◆ TASK DESCRIPTION ◆
Without its pictures, the listing below is to be transcribed exactly.

◆ DATA SHOWN ◆
=====

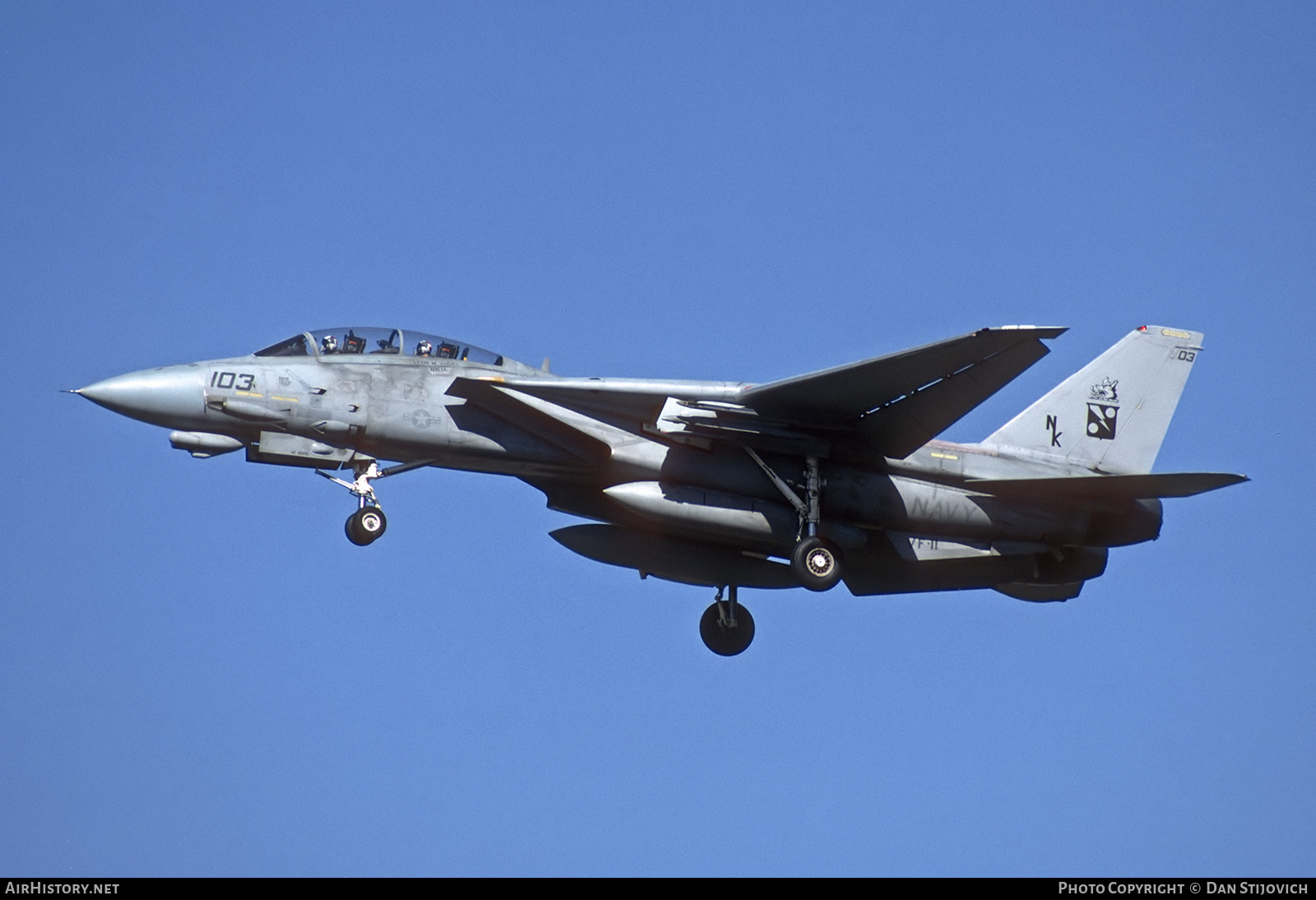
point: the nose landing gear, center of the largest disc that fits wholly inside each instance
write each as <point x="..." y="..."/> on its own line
<point x="368" y="524"/>
<point x="727" y="628"/>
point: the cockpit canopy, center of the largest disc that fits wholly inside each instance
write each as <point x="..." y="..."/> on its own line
<point x="378" y="341"/>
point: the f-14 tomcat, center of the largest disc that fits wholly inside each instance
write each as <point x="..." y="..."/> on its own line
<point x="816" y="479"/>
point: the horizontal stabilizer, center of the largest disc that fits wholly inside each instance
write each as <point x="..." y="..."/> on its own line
<point x="840" y="395"/>
<point x="1107" y="487"/>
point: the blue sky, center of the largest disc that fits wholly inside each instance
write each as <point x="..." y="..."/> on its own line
<point x="201" y="675"/>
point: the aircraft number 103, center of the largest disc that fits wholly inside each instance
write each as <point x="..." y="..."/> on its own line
<point x="234" y="381"/>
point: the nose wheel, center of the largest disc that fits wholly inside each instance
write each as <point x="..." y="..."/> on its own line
<point x="727" y="627"/>
<point x="366" y="525"/>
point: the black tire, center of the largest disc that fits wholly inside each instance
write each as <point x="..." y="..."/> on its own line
<point x="818" y="564"/>
<point x="727" y="641"/>
<point x="366" y="525"/>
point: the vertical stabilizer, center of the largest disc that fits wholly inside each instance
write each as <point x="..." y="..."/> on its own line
<point x="1112" y="414"/>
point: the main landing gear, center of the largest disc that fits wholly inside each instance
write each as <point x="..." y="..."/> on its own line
<point x="727" y="627"/>
<point x="815" y="559"/>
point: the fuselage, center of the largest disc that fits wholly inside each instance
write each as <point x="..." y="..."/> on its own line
<point x="598" y="448"/>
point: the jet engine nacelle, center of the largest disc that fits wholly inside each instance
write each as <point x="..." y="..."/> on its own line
<point x="202" y="445"/>
<point x="721" y="513"/>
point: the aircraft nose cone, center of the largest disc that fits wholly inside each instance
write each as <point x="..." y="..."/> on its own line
<point x="161" y="397"/>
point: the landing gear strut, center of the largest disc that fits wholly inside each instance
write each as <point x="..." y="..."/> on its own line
<point x="368" y="524"/>
<point x="815" y="559"/>
<point x="727" y="627"/>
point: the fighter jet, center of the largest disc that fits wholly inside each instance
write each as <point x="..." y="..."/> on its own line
<point x="831" y="476"/>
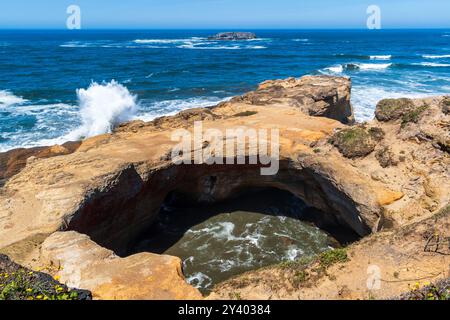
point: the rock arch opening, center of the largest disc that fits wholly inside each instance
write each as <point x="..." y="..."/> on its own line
<point x="256" y="228"/>
<point x="116" y="216"/>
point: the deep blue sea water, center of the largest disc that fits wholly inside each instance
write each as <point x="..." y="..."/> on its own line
<point x="63" y="85"/>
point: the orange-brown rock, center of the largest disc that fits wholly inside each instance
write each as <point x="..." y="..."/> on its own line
<point x="11" y="162"/>
<point x="83" y="263"/>
<point x="112" y="187"/>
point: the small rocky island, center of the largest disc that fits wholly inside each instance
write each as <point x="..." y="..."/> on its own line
<point x="230" y="36"/>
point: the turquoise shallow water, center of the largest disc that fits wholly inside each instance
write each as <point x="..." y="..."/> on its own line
<point x="254" y="230"/>
<point x="47" y="93"/>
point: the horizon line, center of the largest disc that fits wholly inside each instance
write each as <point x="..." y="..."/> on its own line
<point x="217" y="28"/>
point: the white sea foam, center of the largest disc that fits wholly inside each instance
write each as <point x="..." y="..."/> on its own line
<point x="381" y="57"/>
<point x="335" y="69"/>
<point x="166" y="41"/>
<point x="373" y="66"/>
<point x="430" y="56"/>
<point x="171" y="107"/>
<point x="102" y="106"/>
<point x="432" y="64"/>
<point x="7" y="99"/>
<point x="199" y="280"/>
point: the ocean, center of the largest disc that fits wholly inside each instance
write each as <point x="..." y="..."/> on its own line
<point x="66" y="85"/>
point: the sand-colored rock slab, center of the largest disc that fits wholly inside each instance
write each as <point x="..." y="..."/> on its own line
<point x="84" y="264"/>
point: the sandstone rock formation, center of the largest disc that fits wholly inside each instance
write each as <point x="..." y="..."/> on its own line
<point x="315" y="96"/>
<point x="112" y="187"/>
<point x="83" y="263"/>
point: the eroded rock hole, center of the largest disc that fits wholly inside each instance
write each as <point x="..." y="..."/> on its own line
<point x="260" y="227"/>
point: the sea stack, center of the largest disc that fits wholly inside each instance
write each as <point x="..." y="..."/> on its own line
<point x="229" y="36"/>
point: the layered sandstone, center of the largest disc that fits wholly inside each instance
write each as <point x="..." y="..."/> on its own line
<point x="111" y="188"/>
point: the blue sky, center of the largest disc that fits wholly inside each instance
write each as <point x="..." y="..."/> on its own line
<point x="249" y="14"/>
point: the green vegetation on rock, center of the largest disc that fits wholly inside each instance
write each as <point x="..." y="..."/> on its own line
<point x="393" y="109"/>
<point x="413" y="115"/>
<point x="18" y="283"/>
<point x="329" y="258"/>
<point x="353" y="142"/>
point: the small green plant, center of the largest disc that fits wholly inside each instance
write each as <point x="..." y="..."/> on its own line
<point x="300" y="277"/>
<point x="329" y="258"/>
<point x="393" y="109"/>
<point x="235" y="296"/>
<point x="353" y="142"/>
<point x="413" y="115"/>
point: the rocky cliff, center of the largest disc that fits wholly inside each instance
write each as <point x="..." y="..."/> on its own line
<point x="390" y="172"/>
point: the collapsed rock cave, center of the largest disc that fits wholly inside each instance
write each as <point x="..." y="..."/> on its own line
<point x="220" y="220"/>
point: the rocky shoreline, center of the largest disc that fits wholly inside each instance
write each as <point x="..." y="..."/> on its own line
<point x="82" y="205"/>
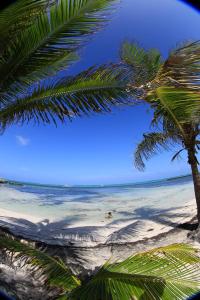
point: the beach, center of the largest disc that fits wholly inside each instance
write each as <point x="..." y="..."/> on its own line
<point x="143" y="217"/>
<point x="79" y="217"/>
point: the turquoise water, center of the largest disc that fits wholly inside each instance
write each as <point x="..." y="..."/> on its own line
<point x="88" y="205"/>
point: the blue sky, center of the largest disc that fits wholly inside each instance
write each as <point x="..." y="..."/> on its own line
<point x="99" y="149"/>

=====

◆ ANSWER TO THE PROBLEM ◆
point: the nose landing gear, center of the largest disc that fits wholly inside each instance
write each as <point x="..." y="..."/> on its own line
<point x="368" y="524"/>
<point x="727" y="628"/>
point: the cockpit canopy, center of the largest disc that fits wholly inside each instance
write each as <point x="..." y="..."/> on its own line
<point x="378" y="341"/>
point: the f-14 tomcat, center of the largest disc that fits wholly inside each instance
write each as <point x="..." y="..."/> on its own line
<point x="816" y="479"/>
point: the horizontal stabilizer, center of the largest disc that fits wholly inside each instance
write each as <point x="..." y="..."/> on its own line
<point x="840" y="395"/>
<point x="1107" y="487"/>
point: the blue sky, center of the largest disc that fits wholly inside each instance
write each as <point x="..." y="..."/> on its own line
<point x="201" y="675"/>
point: the aircraft number 103, center of the largest disc that fits wholly inside each instance
write each as <point x="..." y="..."/> on its own line
<point x="234" y="381"/>
point: the nose wheel, center of the largest disc that fits wholly inside each instance
write each as <point x="..." y="..."/> on its own line
<point x="727" y="627"/>
<point x="366" y="525"/>
point: the black tire, center of the largest disc that fits wholly inside each instance
write each as <point x="..." y="..."/> on its own line
<point x="818" y="564"/>
<point x="727" y="641"/>
<point x="366" y="525"/>
point: the vertical stabilizer, center of the largest disc that fits wholly inside each instance
write each as <point x="..." y="..."/> on its own line
<point x="1112" y="414"/>
point: the main landing gear, center of the largest disc that fits wholly inside each instance
write each as <point x="..." y="..."/> on its own line
<point x="727" y="627"/>
<point x="815" y="559"/>
point: the fuselage, center of the largest disc that fits wholly inside each instance
write each as <point x="..." y="..."/> on its own line
<point x="598" y="448"/>
point: the jet engine nacelle, center of the largest disc that fits wholly inside each instance
write each as <point x="..." y="..."/> on its own line
<point x="202" y="445"/>
<point x="721" y="513"/>
point: the aircraft nose cone, center of the largest disc that fits wholly inside each instance
write each as <point x="..." y="..."/> on its own line
<point x="161" y="397"/>
point: the landing gear strut, center of the largest disc that fits wholly inside each instance
write each as <point x="..." y="..."/> on its own line
<point x="368" y="524"/>
<point x="815" y="559"/>
<point x="727" y="627"/>
point: the fighter jet, center of the largest disc that fits wholly inside each instance
write each as <point x="..." y="..."/> on its own line
<point x="831" y="476"/>
point: the rock arch opening, center of the largest disc that fits wholly inside each instance
write each as <point x="..." y="..."/> on its own line
<point x="256" y="228"/>
<point x="116" y="216"/>
point: the deep blue sea water, center of the largest disc that fits wholly inside each instance
write each as <point x="..." y="..."/> on its own line
<point x="63" y="85"/>
point: the orange-brown rock, center of the largest disc that fits wholly inside each instance
write each as <point x="..." y="..."/> on its own line
<point x="11" y="162"/>
<point x="83" y="263"/>
<point x="112" y="187"/>
point: the small rocky island, center of the largest disc that fits wholly inside each instance
write each as <point x="..." y="..."/> on its own line
<point x="230" y="36"/>
point: the turquoise shallow water, center of the largest disc that fits wholly inside each instance
write each as <point x="..." y="..."/> on its own line
<point x="254" y="230"/>
<point x="47" y="93"/>
point: the horizon line, center of the largest disc that fits wholly inside each instance
write each as <point x="..." y="..."/> on its own line
<point x="217" y="28"/>
point: the white sea foam, center of the largest disc that fits wholly inside each instance
write each as <point x="..." y="..."/> on its own line
<point x="381" y="57"/>
<point x="335" y="69"/>
<point x="166" y="41"/>
<point x="373" y="66"/>
<point x="430" y="56"/>
<point x="171" y="107"/>
<point x="102" y="106"/>
<point x="432" y="64"/>
<point x="7" y="99"/>
<point x="199" y="280"/>
point: the ocean, center of the largest disc that fits wholly inside each instance
write each as <point x="..." y="..."/> on its own line
<point x="66" y="85"/>
point: the sand-colored rock slab, center of the largest disc that fits wholly inside each instance
write each as <point x="..." y="..."/> on its own line
<point x="84" y="264"/>
point: the sandstone rock formation, center of the largest disc that fits wholly inside each instance
write each as <point x="..." y="..."/> on its own line
<point x="315" y="96"/>
<point x="112" y="187"/>
<point x="83" y="263"/>
point: the eroded rock hole, center of the largest disc that fits wholly inside each instance
write each as <point x="..." y="..."/> on its own line
<point x="260" y="227"/>
point: the sea stack, center of the largest disc that fits wholly inside each instance
write each as <point x="..." y="..."/> on its own line
<point x="229" y="36"/>
point: the layered sandstone, center of the largest disc that fits wholly inside each instance
write each as <point x="..." y="..."/> on its own line
<point x="111" y="188"/>
point: the blue sky, center of the largest disc that fits wholly inside each instance
write each as <point x="..." y="..."/> on its own line
<point x="249" y="14"/>
point: the green vegetation on rock, center of the largest disc that fits wholly inside each instance
write each as <point x="..." y="..."/> on its own line
<point x="393" y="109"/>
<point x="413" y="115"/>
<point x="18" y="283"/>
<point x="329" y="258"/>
<point x="353" y="142"/>
point: the small green plant, center of the largest disc that fits wholly inside each instance
write each as <point x="..." y="..."/> on its own line
<point x="300" y="277"/>
<point x="329" y="258"/>
<point x="393" y="109"/>
<point x="235" y="296"/>
<point x="353" y="142"/>
<point x="413" y="115"/>
point: the rocky cliff, center of the largest disc that fits wholly inside each instance
write each as <point x="..." y="..."/> on its own line
<point x="390" y="172"/>
point: the collapsed rock cave, center of the largest disc that fits wholly inside each instance
write each as <point x="..." y="..."/> on its own line
<point x="220" y="220"/>
point: the rocky shoreline, center of the largest disc that fits wholly inside each instance
write each as <point x="..." y="..."/> on its own line
<point x="82" y="205"/>
point: the beach, center of the largest disc that fits wholly inside each instance
write each as <point x="..." y="..."/> on its own line
<point x="143" y="217"/>
<point x="79" y="217"/>
point: the turquoise water, center of the largest disc that fits wholly inside each instance
write each as <point x="..." y="..."/> on its own line
<point x="88" y="205"/>
point: the blue sky, center of the largest disc that fits wholly inside each instance
write each as <point x="..." y="..."/> on its own line
<point x="99" y="149"/>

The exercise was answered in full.